SOURCE PASSAGE:
◆ ◆ ◆ ◆

In addition to these basic skills, the knights had been taught to
follow various commands, like “Heel”, “Sit”, “Stay”, “Come”, “Stand”,
“Go Ahead” and, in the most disciplined bodies, like the Templars
[16], even “Fetch”, “Roll Over!” and “Leave it”. Of course, there were
reasonable limits to such training and even the Knights Templar had
regulations saying that a knight may leave formation without
permission if he sees (a) a fellow Christian attacked by a Muslim, or
(b) some nice looking wench, or (c) some unattended (or inadequately
guarded) piece of property [17].

Signals by the standards and trumpets also played an important role in
the knightly warfare. To start with, a knight was supposed to fight
only as long as (a) he can see a standard of his superior and (b) can
hear his side’s trumpets. These rules were, of course, of a great
practical importance for the most talented medieval strategists and
tacticians: with a proper bribe discretely passed to the opponent’s
standard bearer and trumpeter, an outstanding victory could be easily
won without unnecessary bloodshed and with a minimal risk. The main
obstacle to a full-scaled implementation of this strategy was a
notorious shortage of coin during the Middle Ages [18]. On an
individual level, a knight could easily pledge confusion due to a
short slightness or inability to recognize friendly trumpeters from
those of the enemy and discretely leave the field with a good chance
to avoid the law suit from his feudal superior.

◆ ◆ ◆ ◆

RECORDS SUPPLIED:
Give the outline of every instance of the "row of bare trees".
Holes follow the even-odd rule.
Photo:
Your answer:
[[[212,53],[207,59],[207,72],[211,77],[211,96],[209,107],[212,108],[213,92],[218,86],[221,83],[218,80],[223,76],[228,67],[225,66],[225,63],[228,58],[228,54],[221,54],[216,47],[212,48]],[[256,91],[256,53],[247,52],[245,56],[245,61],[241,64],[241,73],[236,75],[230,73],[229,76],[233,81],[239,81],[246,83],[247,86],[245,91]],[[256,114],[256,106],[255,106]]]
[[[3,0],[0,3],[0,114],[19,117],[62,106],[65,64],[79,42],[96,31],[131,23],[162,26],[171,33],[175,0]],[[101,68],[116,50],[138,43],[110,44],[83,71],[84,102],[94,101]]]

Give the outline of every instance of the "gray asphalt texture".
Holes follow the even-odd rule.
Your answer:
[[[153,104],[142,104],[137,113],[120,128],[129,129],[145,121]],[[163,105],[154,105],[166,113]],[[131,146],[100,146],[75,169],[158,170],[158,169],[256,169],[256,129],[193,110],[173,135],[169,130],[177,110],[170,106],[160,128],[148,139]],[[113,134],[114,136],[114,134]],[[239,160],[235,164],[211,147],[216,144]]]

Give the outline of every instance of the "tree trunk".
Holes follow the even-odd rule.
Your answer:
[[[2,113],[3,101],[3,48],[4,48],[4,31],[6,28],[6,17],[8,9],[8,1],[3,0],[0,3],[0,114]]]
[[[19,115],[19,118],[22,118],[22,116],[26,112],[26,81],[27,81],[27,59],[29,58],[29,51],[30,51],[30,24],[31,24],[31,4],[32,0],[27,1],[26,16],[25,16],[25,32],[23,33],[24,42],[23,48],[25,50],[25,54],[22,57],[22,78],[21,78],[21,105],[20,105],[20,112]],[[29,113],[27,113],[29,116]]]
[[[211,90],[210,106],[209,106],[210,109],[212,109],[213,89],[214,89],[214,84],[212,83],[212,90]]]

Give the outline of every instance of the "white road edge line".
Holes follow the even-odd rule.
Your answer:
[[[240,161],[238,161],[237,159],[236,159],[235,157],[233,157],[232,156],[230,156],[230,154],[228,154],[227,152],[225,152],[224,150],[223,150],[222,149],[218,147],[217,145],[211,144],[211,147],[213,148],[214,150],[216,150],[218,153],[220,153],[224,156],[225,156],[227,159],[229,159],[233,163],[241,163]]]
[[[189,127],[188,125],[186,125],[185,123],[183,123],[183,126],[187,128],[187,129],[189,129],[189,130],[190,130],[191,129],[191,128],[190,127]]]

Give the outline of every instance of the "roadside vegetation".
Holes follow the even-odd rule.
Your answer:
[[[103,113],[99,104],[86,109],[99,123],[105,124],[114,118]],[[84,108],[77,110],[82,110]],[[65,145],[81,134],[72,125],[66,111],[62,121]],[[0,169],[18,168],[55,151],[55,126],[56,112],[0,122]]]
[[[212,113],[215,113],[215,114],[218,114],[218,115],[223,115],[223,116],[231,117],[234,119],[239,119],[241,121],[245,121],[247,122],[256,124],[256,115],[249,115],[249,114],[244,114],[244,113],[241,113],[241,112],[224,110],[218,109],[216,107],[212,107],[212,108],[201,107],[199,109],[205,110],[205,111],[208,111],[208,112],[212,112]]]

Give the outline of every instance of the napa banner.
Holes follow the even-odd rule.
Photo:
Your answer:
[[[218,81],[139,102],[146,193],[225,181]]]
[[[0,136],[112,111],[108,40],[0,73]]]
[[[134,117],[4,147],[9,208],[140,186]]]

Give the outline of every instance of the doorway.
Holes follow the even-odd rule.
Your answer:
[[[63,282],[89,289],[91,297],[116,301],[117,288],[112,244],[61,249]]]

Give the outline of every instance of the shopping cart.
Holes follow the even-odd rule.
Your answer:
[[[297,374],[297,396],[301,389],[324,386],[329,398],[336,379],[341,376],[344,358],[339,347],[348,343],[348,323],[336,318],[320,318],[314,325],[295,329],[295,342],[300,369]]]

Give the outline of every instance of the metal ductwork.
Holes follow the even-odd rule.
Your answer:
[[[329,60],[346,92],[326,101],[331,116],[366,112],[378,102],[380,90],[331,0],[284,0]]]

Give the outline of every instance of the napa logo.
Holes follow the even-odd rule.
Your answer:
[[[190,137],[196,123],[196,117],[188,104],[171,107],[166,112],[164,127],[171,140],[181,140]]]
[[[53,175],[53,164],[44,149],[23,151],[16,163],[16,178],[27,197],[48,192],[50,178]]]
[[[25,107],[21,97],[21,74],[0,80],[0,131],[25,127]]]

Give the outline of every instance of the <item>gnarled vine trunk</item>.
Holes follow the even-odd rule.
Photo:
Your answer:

◆ ◆ ◆ ◆

THE TASKS:
a. In the passage on knights and warfare, what was the main obstacle to fully using the strategy of bribing the enemy's standard bearer and trumpeter?
b. List every situation in which, according to the passage on knights and warfare, Templar regulations allowed a knight to leave formation without permission.
c. Resume the passage on knights and warfare, starting after its final sentence.

PER-TASK OUTPUTS:
a. A notorious shortage of coin during the Middle Ages.

b.
- A fellow Christian attacked by a Muslim
- Some nice looking wench
- Some unattended (or inadequately guarded) piece of property

c.
One of the big battle-field problems was to keep the knightly
formations from loosing their tight order: unless propped on the sides
(by the sticks, varlets, some natural obstacle, etc.) the outermost
riders could fell to the right or left (depending on the flank), with
the others following. Also, any uneven ground could potentially lead
to the same result. This is why most of the scores had been settled by
the tournaments: a leveled jousting ground was ideally suited for the
knightly warfare. The rare cases when the knights broke this rule [19]
tended to end in a total disaster.

Then, there was an issue of a discipline. While the knights could
reasonably well retreat, get together and attack again, providing the
enemy was totally static [20], doing so with the moving enemy posed
the whole number of problems, especially outside the jousting area.
And, when the enemy was fleeing, things could turn into a total
disaster for a victorious side due to a disorganized pursuit: riding
alone left knight totally free to fall (sidewise) from the horse, to
damage himself with his own weaponry [21], or even worse, to get his
horse damaged. In this area, things deteriorated noticeably comparing
to the Viking times [22].

Short of the problems with discipline, formations like those described
above were only marginally efficient against each other but had been a
seemingly winning formula against unarmored and, preferably, unarmed
infantry. Unfortunately, the knights as a class suffered from the
numerous phobias and subconscious fears which eventually lead to their
extinction.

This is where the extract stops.